-------- Material provided

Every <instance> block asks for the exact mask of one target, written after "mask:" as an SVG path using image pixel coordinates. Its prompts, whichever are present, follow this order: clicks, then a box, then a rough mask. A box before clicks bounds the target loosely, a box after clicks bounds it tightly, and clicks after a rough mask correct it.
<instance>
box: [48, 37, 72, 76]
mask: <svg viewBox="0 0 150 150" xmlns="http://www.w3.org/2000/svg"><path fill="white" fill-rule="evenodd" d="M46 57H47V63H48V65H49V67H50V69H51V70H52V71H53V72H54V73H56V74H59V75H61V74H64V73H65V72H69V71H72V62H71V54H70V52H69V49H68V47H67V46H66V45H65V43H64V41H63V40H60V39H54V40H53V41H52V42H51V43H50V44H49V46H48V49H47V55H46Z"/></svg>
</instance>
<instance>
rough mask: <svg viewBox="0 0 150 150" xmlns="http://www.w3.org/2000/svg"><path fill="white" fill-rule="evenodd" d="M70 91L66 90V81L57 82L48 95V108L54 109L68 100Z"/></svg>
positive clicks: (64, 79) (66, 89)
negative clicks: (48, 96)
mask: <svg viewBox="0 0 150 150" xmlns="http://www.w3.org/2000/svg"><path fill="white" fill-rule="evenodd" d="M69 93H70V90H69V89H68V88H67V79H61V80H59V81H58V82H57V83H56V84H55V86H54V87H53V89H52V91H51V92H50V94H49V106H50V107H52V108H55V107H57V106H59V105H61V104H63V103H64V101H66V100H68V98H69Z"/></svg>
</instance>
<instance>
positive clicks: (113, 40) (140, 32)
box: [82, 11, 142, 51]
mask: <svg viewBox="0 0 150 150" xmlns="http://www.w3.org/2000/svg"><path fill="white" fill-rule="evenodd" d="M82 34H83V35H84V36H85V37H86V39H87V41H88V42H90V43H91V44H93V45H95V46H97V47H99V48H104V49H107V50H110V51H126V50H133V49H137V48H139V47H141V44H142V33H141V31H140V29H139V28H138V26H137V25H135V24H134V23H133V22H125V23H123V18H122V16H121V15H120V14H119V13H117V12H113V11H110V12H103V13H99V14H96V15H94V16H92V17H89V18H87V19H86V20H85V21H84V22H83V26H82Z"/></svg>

----------------

* Problem description
Read through the material above, and whenever a line contains "positive", copy it.

* Written reply
positive clicks: (64, 79) (66, 89)
positive clicks: (113, 40) (140, 32)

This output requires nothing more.